**SET OF TASKS**
1. Answer these questions using the post about making the Reaper mask:
(a) At what event was Overwatch announced?
(b) Whose face was the mask scaled off?
(c) What color paint was the sculpt sprayed with?
2. From the Reaper mask post, reproduce the text word for word, from "I scaled this" up to and including "night of sculpting.".
3. Resume the post about sculpting the Reaper mask, picking up after its final sentence.

**PASSAGE TO READ**

Wednesday, 26 November 2014

Reaper Mask, from Overwatch

Ignore the ear!
Overwatch, a new and awesome looking Blizzard game was announced at Blizzcon.

It looks super exciting, and was announced with a Cinematic that made my cry, and was utterly brilliant.

The game has a range of very, creatively designed character!  And then one goth one that every liked, including my boyfriend and, you know, it's been a while since I've done anything with polyurethane casting so, lets give it a go.
Time to Reap

So, first step as always is to isolate the mask itself, get the best images I can, scale all the reference images off a human and make a scaled copy of the mask on paper.

These are not the reference images you're looking for.
I scaled this off my Boyfriends face, him being a standard male nerd guy.  We both have 'large' sized head I'd say, that being better than us being too small for most people.

So, I have two options for this sculpt really, something resistant, or something soft.  I did play around with using rigid expanding foam with the intention of coating it with a rigid apoxie resin that I could then sand down for a nice edge.

But since I've just come off a very long sculpt with WED clay(My Dragon Sculpt), have a bunch of it laying around, and feel pretty confident in it I stayed with doing a soft sculpt and just trusted myself to give it good finishing.

My blank sculpting armature.
My sculpting table begins.
Sculpting through time!
A night of sculpting lead to a base 'anatomy' of the mask that fit the reference but was pretty basic, and missing a lot of correct scaling.

End of second night of sculpting.
 After my second night of sculpting, I got to something that I was very happy with, it was all as accurate as I could make it, some of the edges weren't exactly perfect, but I would carry on with that in surfacing and texturing.
Details coming now!
Details and surfaces take as much time as half the sculpt.
Good care for a WED sculpt, a water based clay, is to put your sculpt to bed each night, covering it with cling film and plastic bags.  However, if you leave it out overnight it doesn't dry out straight away but gets a leathery surface, harder, better for doing details and texturing.

This third night of sculpt involved a lot of glaring at a screen, picking out every detail on the mask, copying the position of the rivet caps, the crap, the nicks and getting everything as crisp as possible.
Lots of nasty spray in an enclosed space.

Now this was an odd step, I'll admit.
After leaving it to dry out a bit, I sprayed the sculpt with a grey paint.  Then used a very wet mix of clay to go over uneven parts that stood out, before hitting drying it out with a heat gun and hitting it with another coat of spray and repeating until I had a complete surface and edges that I was 100% happy with.

**DATA**
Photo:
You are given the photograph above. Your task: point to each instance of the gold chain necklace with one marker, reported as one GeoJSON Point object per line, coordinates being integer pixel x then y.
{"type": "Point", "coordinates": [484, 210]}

**EXPECTED RESPONSES**
1.
(a) Blizzcon
(b) The boyfriend's
(c) Grey

2.
I scaled this off my Boyfriends face, him being a standard male nerd guy.  We both have 'large' sized head I'd say, that being better than us being too small for most people.

So, I have two options for this sculpt really, something resistant, or something soft.  I did play around with using rigid expanding foam with the intention of coating it with a rigid apoxie resin that I could then sand down for a nice edge.

But since I've just come off a very long sculpt with WED clay(My Dragon Sculpt), have a bunch of it laying around, and feel pretty confident in it I stayed with doing a soft sculpt and just trusted myself to give it good finishing.

My blank sculpting armature.
My sculpting table begins.
Sculpting through time!
A night of sculpting lead to a base 'anatomy' of the mask that fit the reference but was pretty basic, and missing a lot of correct scaling.

End of second night of sculpting.

3.
It also smoothed the divide between the rivet and the clay.  For easier mould making.
Everyone who knows how to make moulds is allowed to cry seeing this.
 Speaking of mould making.  First you build the walls around your sculpt!
Time to Mould!
Then your poor an un-thickened layer of silicone over it.  I actually did two layers of un-thickened silicone over that, as my walls aren't very high.  However, doing a really thin layer of silicone means the fact that I have no ability to de-gass my silicone doesn't hurt as bad.
After this I did a large batch of latex with it's Thixo agent to turn it into a really thick, very stable mould silicone mould.
Finale stage is a mother mould.  This is a solid plaster outer shell that holds the silicone in shape so my final moulds will all be a consistent shape.
I was bouncing around the house when it actually worked.
Then the thing came!
It actually came out and looked real good!
Looked like a mask, just like something a person would buy!
If I say so myself.

Now, this was basic Roto Cast, Polyurethane plastic rolled around in the mould, helfted around for like, fifteen minutes.  That was left to set for a bit, then another small amount of plastic sloshed around to reinforce any areas that I had missed.
Grrr, I look fierce.



Next step took half an hour of solid work.  Cleaning the casting off with a rotary tool, a mixture of a cutting disk and a grinding tool for sanding everything.  It required a surprisingly small amount of cleaning up.
It was also now that I got to see where the plastic pools in the mould and where I need to be careful next time.
Remember, protect your floors.
Painting.  This is the part I feel very confident about.
First a base coat, I airbrushed on some black and white over their respective areas, then went over all the bone area with some wonderful System 3 Acrylic paints, they're wonderfully permanent and can go on basically anything.
Then an hour with more paint, making sure the bone all looked even, giving it a nice texture, then shading with an airbrush.  Then some dry brushing to get highlights and give more of a bone effect.
After this, I added the dark colours, the metals, then highlight the metals to give it a nice metallic effect.

These finale steps included adding some semi-opaque black cloth around the eyes, cheeks and mouth because the face of the character is always in shadow and you can 'just' about make it out and this worked perfectly.
Oh, and since it's a rigid plastic mask, I put some foam pads on it and an elsatic strap!

All this equalled this:

Time to Frizz!

That, that, just, that is something I was very happy with.
I am thrilled with the outcome!

Now, I'm going to spend a few weeks making copies of this for all the Reaper Fanboys out there!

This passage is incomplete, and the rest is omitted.